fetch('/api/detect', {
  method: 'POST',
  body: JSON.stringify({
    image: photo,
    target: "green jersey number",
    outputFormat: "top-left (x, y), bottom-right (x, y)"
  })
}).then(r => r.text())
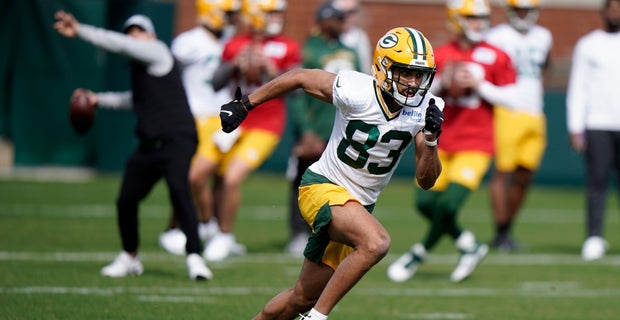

===============

## DIRECTIVE
Rewrite these lines with "jersey" replaced by "shirt" and everything else unchanged. Omit the picture from your answer.

## FULL RESPONSE
fetch('/api/detect', {
  method: 'POST',
  body: JSON.stringify({
    image: photo,
    target: "green shirt number",
    outputFormat: "top-left (x, y), bottom-right (x, y)"
  })
}).then(r => r.text())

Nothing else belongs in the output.